[Dataset records — start]

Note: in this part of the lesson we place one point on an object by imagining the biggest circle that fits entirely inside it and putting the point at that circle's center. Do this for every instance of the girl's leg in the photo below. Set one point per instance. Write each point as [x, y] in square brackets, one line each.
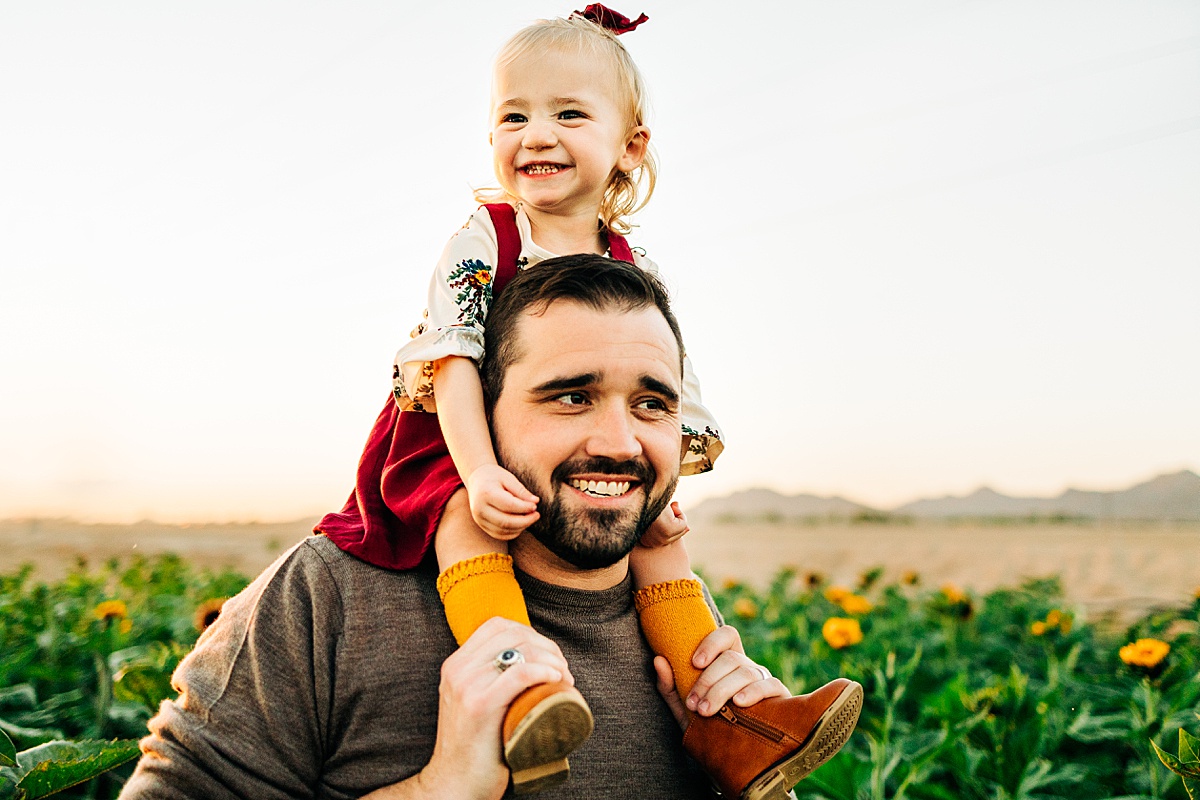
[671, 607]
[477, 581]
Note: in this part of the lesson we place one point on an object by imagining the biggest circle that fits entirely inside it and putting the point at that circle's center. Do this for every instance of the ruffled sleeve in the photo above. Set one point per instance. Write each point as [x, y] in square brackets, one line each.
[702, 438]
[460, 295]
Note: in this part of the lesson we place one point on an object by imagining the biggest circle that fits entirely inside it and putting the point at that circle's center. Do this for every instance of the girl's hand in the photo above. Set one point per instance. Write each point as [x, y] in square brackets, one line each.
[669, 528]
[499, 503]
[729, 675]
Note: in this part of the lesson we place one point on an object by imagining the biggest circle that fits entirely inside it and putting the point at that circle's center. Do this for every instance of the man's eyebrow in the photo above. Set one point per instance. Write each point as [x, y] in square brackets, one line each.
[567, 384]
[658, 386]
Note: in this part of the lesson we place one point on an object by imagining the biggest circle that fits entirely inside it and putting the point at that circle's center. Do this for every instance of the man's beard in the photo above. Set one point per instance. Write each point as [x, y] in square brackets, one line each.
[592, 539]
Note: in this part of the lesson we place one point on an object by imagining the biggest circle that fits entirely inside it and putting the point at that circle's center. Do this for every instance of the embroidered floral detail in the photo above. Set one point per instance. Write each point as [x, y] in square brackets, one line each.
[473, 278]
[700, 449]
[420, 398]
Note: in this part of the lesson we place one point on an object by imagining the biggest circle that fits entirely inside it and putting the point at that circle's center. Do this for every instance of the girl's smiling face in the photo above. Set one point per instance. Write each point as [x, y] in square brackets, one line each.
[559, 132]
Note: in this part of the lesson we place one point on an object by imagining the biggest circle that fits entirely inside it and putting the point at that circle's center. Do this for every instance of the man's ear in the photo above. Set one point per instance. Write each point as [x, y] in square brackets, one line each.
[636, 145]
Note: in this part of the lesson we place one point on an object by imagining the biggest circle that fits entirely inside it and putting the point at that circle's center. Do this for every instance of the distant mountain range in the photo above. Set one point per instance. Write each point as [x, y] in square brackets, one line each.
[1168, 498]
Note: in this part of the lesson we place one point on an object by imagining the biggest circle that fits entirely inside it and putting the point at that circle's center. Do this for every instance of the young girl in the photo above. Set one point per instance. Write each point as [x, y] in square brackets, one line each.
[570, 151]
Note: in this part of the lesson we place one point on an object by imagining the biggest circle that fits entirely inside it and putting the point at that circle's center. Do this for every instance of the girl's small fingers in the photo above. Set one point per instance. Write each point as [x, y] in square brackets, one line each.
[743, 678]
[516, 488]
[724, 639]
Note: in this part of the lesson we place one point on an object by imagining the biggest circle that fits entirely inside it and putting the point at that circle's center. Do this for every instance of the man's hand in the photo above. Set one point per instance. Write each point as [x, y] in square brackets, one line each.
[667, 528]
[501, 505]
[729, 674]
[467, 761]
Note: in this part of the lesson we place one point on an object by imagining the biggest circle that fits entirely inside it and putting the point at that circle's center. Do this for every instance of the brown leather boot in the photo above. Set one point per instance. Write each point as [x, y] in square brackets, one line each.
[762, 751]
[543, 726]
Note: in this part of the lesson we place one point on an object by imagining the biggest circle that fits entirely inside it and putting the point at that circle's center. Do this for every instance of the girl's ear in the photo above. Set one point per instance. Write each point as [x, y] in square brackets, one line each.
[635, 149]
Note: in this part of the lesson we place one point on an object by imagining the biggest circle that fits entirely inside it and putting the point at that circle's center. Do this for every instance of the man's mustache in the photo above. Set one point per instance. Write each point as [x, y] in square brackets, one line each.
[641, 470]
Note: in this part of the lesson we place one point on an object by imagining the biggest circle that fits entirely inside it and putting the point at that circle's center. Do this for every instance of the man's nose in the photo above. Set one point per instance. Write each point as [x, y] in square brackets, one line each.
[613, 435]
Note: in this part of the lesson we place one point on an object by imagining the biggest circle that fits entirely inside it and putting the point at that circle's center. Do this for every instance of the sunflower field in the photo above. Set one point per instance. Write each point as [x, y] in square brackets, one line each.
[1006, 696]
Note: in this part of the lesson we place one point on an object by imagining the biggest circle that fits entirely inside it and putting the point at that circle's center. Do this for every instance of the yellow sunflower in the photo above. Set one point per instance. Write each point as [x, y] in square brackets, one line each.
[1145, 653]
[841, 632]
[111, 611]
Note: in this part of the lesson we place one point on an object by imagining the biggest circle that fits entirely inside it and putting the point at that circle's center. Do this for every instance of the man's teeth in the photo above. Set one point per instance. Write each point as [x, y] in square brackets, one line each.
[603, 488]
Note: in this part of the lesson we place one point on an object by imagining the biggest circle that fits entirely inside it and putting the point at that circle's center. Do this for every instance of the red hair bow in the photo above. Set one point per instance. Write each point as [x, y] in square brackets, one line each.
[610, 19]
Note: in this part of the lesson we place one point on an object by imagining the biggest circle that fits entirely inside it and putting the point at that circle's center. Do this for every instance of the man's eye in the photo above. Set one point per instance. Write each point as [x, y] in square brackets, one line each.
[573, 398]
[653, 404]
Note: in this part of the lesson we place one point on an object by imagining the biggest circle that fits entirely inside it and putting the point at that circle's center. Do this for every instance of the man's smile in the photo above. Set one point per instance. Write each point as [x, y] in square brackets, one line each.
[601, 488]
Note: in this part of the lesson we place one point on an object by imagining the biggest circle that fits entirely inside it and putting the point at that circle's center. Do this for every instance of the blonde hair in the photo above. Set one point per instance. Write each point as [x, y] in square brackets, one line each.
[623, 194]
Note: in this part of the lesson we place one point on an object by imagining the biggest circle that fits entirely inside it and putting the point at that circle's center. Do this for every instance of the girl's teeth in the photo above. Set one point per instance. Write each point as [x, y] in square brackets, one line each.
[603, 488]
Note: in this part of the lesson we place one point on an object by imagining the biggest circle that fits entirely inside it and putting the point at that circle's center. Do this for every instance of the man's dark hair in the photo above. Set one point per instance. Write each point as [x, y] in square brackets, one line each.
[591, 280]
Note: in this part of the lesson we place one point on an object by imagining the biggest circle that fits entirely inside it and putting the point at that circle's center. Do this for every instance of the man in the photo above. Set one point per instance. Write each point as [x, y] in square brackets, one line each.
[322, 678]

[Dataset records — finish]

■ Exercise goal ■
With images omitted, retype the data word for word.

■ Answer to the exercise ■
Note: in this part of the lesson we place one point on an object by imagining the biggest circle that fits entirely inside it and putting the point at that circle's center. Do this for every instance of the girl's leg in the photo below. Set one point per instance. Write each point as [x, y] in square brackets, one line each.
[671, 607]
[477, 581]
Note: in this part of the lesson we place one point on an object by imagining the biggest circle that fits entirely inside it and putting the point at that circle's center. Do this for every instance of the ruffled sleeve in the photo above. Set one point per instance. Write each point as [x, y] in square brackets, one line each.
[702, 438]
[460, 295]
Note: in this part of the lesson we place one point on an object by imagining the biggest circle that fits entirely inside it and putting the point at that circle's center. Do this for every instance of the girl's hand in the photo above. Set one point per instance. Write each point as [x, y] in square brackets, one line each.
[669, 528]
[499, 503]
[729, 675]
Note: in this part of the lesson we place one point on an object by imagining the biggest circle that fits entirely inside it and putting the point at that circle's center. Do this for every instance of the man's eyebrow in the photo above. Set one point per instance. Write each point as [x, y] in square brackets, one line each.
[567, 384]
[658, 386]
Note: in this part of the lesson we place one point on an object by imagining the biggest circle that fits entirely inside it and putting the point at that circle's center. Do this for every instance of the man's beard in the photo above. Set one point per instance. Write each point as [x, y] in square brackets, one line each.
[592, 539]
Note: in this part of the lesson we place one point on an object by imagining the biggest circle that fits entirely inside it and putting the point at that circle's center. Do this for every instance of the embroidered floral detail in the photo above. Set one point per instance. Write each point as [x, y] in square brackets, one line each.
[473, 278]
[700, 449]
[420, 398]
Note: in this part of the lesson we place one point on an object by imagining the biggest circle that fits entirely inside it and putting the point at that circle's center. Do this for every instance of the girl's smiling face in the photo above. Set one point per instance. Write each point as [x, y] in square brackets, one line each.
[559, 132]
Note: in this part of the lesson we place one point on an object by imagining the biggest circle that fits entirely inside it and putting the point at that circle's center. Do this for every instance of the man's ear in the photo above. Set one point per instance. Write each point as [x, y] in square brackets, one line each.
[636, 145]
Note: in this part of the lesson we place one point on an object by imagining the biggest circle that fits entirely inside it and putting the point at that circle's center. Do this for every instance of the distant mountain range in the photo above. Set one point per instance. Write each point as [x, y] in square brackets, one line each.
[1168, 498]
Note: in this part of the lesson we place one point on an object by imagining the biggest circle that fits entirely inside it and putting the point at that circle's center. Do this for every instance of the young girl in the photo above. Set one point per instance. Write each point as [x, y] in square brackets, one line each.
[570, 151]
Note: in this part of the lesson we place one point on an object by imagining the biggest circle that fits entirely inside it and putting the point at that circle's center. Do this for every instance of the girl's small fingers in the photo above. Set one point per instance. Write each point as [x, y] in square brackets, one line each.
[743, 678]
[516, 488]
[724, 639]
Note: in this part of the lesson we place one point on an object by imagining the biggest circle that fits entirely inside it and putting the point at that circle's center. Do this for every instance of the man's hand in the photo above. Set one point per instance. Write each point as [x, y] in square brackets, one line each.
[667, 528]
[501, 505]
[729, 674]
[467, 761]
Note: in this part of the lesson we place one point on an object by imagining the biggest circle that fits entirely inside it and putting the point at that circle's center. Do this for every instance of the brown leather boot in the photo above. Set one point per instance. Write each point as [x, y] in square brackets, one line each.
[762, 751]
[543, 726]
Note: in this part of the lesson we place one point on an object by imagining the biggest circle that fits entirely inside it and putting the point at that circle's center. Do this for every instance of the girl's ear in the photo above. Set one point per instance. Write each point as [x, y] in square brackets, one line each.
[635, 149]
Note: in this part of the lesson we place one point on an object by imagining the biggest circle that fits entirely inside it and putting the point at that circle's center. Do this for every instance of the man's mustache in the photo above. Set one point per instance. Write each point as [x, y] in square brackets, one line each.
[641, 470]
Note: in this part of the lesson we place one point on an object by imagining the biggest circle that fits entirely inside it and putting the point at that circle's center. Do this for every instance of the man's nose in the photo above. Set one point per instance. Write each point as [x, y] in square brackets, one line each.
[613, 435]
Note: in this part of the lesson we place one point on an object by imagining the biggest circle that fits entirely inside it and putting the point at that circle's center. Do this for every instance of the sunflower field in the photo above. Set one point per instance. Write each point as [x, y] in square brackets, one line each.
[1006, 696]
Note: in this part of the lesson we place one point on an object by imagining the biggest circle that fits entirely inside it and putting the point at that circle's center. Do this for every instance of the yellow sunflower in the photo above. Set one point per instance. Write each point as [x, y] in square brackets, one line each.
[1145, 653]
[841, 632]
[111, 611]
Note: in this part of the lesson we place one point on an object by imagining the biggest circle that fits entirely inside it and putting the point at that circle's center. Do this for every instance of the man's teeth in the photo above. Set one point per instance. Write each point as [x, y] in square brackets, one line each.
[603, 488]
Note: in this part of the lesson we place one point on an object by imagining the biggest circle that fits entirely inside it and putting the point at that circle's center. Do this for every instance of the red hair bow in the photo above. Set one point per instance. Write each point as [x, y] in square brackets, one line each.
[610, 19]
Note: in this part of the lesson we place one point on an object by imagining the biggest circle that fits entirely inside it and putting the point at that circle's center. Do this for every instance of the man's eye in the photo above. Set one point per instance. Write each point as [x, y] in square brackets, one line each.
[573, 398]
[653, 404]
Note: in this part of the lesson we place one point on an object by imagining the biggest circle that fits entirely inside it and putting the point at that circle's center. Do this for every instance of the man's smile in the photo above. Set one point per instance. Write each point as [x, y] in square brackets, one line each.
[601, 488]
Note: in this part of the lesson we place one point on an object by imagining the biggest circle that fits entirely inside it and putting the point at that circle's center. Do this for every instance of the blonde hair in the photo above. Set one point per instance. Write each point as [x, y] in square brackets, one line each.
[623, 194]
Note: in this part of the lesson we place one point on an object by imagining the biggest circle that fits entirely inside it and putting the point at that circle's center. Do this for every instance of the girl's teeth in the photo above. Set one point per instance. Write each point as [x, y] in square brackets, one line each.
[603, 488]
Note: in this part of the lesson we place one point on an object by imagining the biggest circle that fits entirely inside it and putting the point at that circle's center. Do this for every instance of the man's dark hair in the photo above. Set one point per instance. Write each point as [x, y] in square brackets, one line each.
[591, 280]
Note: in this part of the lesson we place one point on an object by imagining the biggest circle that fits entirely inside it and putting the point at that circle's center. Do this for every instance of the man in the photo above. Set one point per instance. Write each point as [x, y] in square brackets, one line each.
[322, 678]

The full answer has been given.